§ **AIM OF THE TASK**
Your answer must consist of the lines running from the one that holds "One pin marks each instance of the cardboard" to the end of the data, copied exactly.

[Stored data entries]
————

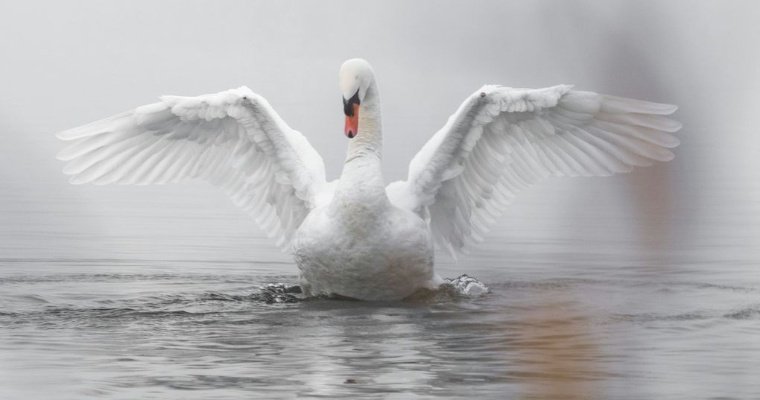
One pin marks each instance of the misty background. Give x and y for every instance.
(636, 286)
(68, 63)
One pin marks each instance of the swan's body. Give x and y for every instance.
(355, 237)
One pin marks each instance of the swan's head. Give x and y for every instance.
(355, 77)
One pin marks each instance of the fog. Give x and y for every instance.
(68, 63)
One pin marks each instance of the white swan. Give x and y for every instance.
(356, 237)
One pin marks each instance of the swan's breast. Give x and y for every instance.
(386, 256)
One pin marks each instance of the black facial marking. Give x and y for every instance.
(348, 108)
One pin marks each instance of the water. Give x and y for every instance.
(155, 298)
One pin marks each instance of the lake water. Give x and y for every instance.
(105, 296)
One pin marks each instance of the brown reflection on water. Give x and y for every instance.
(558, 357)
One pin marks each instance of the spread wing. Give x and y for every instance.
(233, 139)
(502, 140)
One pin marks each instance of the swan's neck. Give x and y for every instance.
(362, 176)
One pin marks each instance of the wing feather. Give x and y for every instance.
(233, 139)
(502, 140)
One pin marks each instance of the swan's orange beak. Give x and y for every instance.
(352, 122)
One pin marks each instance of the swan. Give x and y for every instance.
(354, 236)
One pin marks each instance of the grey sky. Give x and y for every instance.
(68, 63)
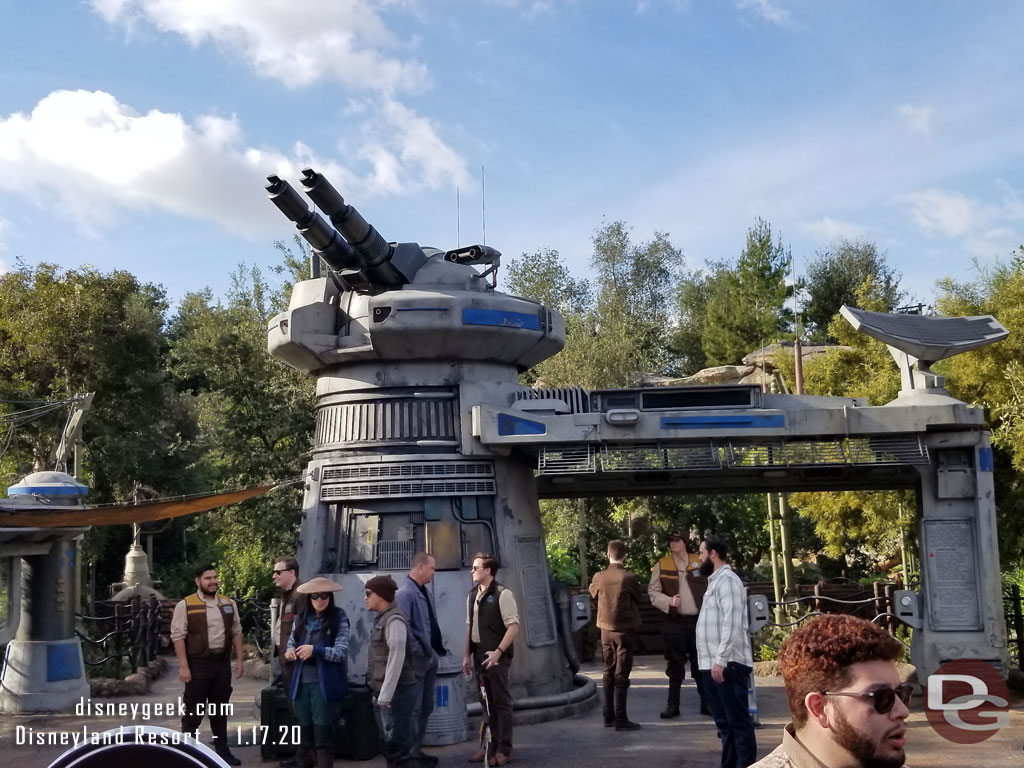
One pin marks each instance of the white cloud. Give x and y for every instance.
(828, 228)
(941, 212)
(299, 42)
(94, 159)
(916, 118)
(768, 10)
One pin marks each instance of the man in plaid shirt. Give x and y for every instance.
(724, 654)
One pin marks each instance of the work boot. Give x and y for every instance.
(672, 707)
(325, 758)
(623, 722)
(220, 747)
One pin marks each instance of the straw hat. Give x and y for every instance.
(320, 584)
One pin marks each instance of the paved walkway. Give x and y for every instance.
(580, 740)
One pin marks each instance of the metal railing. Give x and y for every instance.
(125, 633)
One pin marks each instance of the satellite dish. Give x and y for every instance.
(918, 340)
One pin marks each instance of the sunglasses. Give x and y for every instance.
(884, 698)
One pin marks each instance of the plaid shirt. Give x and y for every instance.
(722, 627)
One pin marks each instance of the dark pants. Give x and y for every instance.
(208, 691)
(426, 677)
(616, 650)
(396, 726)
(680, 647)
(316, 716)
(729, 709)
(496, 685)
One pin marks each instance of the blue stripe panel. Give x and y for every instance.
(737, 421)
(471, 316)
(514, 425)
(985, 461)
(62, 663)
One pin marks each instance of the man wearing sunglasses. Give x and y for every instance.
(848, 705)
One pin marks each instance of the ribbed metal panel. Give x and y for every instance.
(576, 397)
(387, 421)
(394, 554)
(555, 461)
(407, 489)
(344, 473)
(908, 450)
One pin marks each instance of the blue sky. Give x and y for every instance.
(136, 134)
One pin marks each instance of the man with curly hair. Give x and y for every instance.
(845, 694)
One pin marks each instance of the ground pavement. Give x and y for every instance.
(580, 740)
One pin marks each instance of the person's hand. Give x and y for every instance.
(491, 658)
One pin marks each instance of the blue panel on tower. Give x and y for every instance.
(62, 663)
(472, 316)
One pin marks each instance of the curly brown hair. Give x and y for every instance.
(818, 655)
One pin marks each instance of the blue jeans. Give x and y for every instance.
(732, 718)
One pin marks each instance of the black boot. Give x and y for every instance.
(623, 722)
(672, 708)
(609, 704)
(325, 758)
(705, 710)
(220, 747)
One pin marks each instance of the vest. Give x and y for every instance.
(377, 666)
(670, 585)
(289, 606)
(492, 627)
(197, 635)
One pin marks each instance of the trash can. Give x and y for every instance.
(448, 723)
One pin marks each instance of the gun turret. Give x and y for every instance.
(364, 259)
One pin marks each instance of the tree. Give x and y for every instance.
(747, 304)
(835, 278)
(256, 416)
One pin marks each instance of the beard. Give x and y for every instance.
(862, 748)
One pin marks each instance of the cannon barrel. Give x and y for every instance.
(375, 252)
(338, 254)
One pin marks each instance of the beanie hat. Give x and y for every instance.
(383, 586)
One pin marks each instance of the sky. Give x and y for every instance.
(137, 134)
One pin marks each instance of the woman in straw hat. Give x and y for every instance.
(318, 645)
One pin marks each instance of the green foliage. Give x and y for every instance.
(836, 276)
(747, 305)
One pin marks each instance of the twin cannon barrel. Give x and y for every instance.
(361, 259)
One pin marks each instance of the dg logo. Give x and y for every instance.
(967, 700)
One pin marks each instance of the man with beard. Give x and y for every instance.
(724, 654)
(845, 695)
(204, 629)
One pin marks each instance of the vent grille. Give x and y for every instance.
(576, 397)
(557, 461)
(408, 469)
(730, 455)
(387, 421)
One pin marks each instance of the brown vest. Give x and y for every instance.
(197, 637)
(377, 665)
(670, 586)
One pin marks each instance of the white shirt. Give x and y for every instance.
(723, 634)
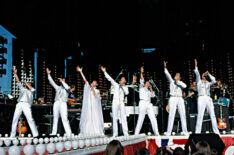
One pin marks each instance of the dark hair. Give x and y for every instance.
(161, 151)
(142, 151)
(179, 151)
(203, 147)
(199, 153)
(120, 77)
(114, 148)
(214, 151)
(73, 86)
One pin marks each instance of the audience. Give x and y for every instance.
(179, 151)
(161, 151)
(114, 148)
(142, 151)
(203, 147)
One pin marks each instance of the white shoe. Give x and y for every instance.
(167, 134)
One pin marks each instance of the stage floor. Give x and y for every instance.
(130, 146)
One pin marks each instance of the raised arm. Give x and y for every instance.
(168, 75)
(198, 77)
(212, 78)
(17, 78)
(142, 77)
(15, 73)
(125, 89)
(81, 72)
(51, 81)
(108, 77)
(182, 84)
(65, 85)
(152, 92)
(29, 87)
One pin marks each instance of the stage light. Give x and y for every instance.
(14, 150)
(40, 149)
(59, 146)
(74, 144)
(22, 142)
(3, 50)
(148, 50)
(28, 149)
(68, 145)
(50, 147)
(15, 142)
(35, 141)
(29, 141)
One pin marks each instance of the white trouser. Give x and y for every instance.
(116, 107)
(60, 108)
(26, 109)
(175, 102)
(203, 103)
(146, 107)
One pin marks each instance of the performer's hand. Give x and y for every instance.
(14, 70)
(195, 62)
(61, 80)
(103, 69)
(142, 69)
(48, 71)
(165, 64)
(79, 69)
(146, 143)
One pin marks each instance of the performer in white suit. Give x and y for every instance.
(120, 90)
(176, 100)
(25, 101)
(91, 121)
(145, 105)
(60, 104)
(204, 99)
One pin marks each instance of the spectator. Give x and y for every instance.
(203, 147)
(214, 151)
(114, 148)
(179, 151)
(142, 151)
(161, 151)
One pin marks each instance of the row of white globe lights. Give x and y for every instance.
(223, 132)
(59, 143)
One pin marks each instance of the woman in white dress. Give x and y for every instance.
(91, 121)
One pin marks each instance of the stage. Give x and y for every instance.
(96, 145)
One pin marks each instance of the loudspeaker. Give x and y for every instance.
(213, 140)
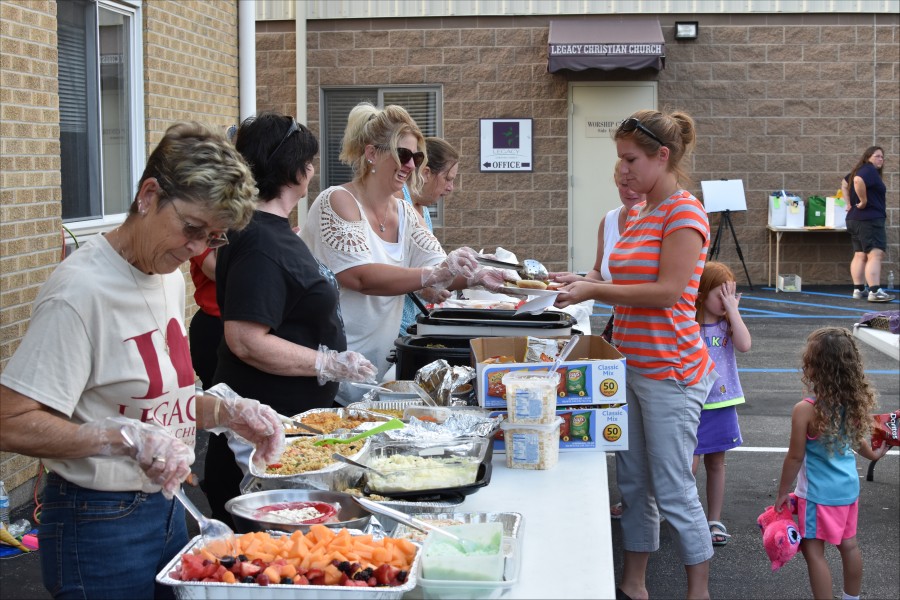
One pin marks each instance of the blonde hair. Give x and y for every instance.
(833, 373)
(383, 129)
(196, 164)
(676, 129)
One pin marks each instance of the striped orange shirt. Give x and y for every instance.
(660, 343)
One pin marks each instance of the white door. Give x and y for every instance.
(595, 111)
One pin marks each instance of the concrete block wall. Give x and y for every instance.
(190, 55)
(781, 101)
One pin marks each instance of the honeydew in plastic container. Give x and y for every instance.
(531, 446)
(480, 558)
(531, 396)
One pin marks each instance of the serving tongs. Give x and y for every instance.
(375, 507)
(529, 269)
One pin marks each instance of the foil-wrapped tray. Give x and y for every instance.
(367, 406)
(512, 523)
(200, 590)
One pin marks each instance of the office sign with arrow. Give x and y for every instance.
(506, 146)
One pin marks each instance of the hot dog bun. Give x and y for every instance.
(531, 284)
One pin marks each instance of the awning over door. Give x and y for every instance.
(605, 44)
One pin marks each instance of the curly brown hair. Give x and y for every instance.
(833, 373)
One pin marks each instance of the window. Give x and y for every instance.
(422, 104)
(101, 109)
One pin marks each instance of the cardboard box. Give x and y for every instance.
(789, 283)
(606, 427)
(596, 374)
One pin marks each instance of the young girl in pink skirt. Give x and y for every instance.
(724, 332)
(825, 429)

————

§ **TASK OUTPUT**
One pin marks each instance of the cardboard box. Give x and y for every instance.
(789, 283)
(606, 427)
(596, 374)
One pin marks each instance of the young girl in pink skirt. Give x and y for every instance.
(724, 332)
(825, 429)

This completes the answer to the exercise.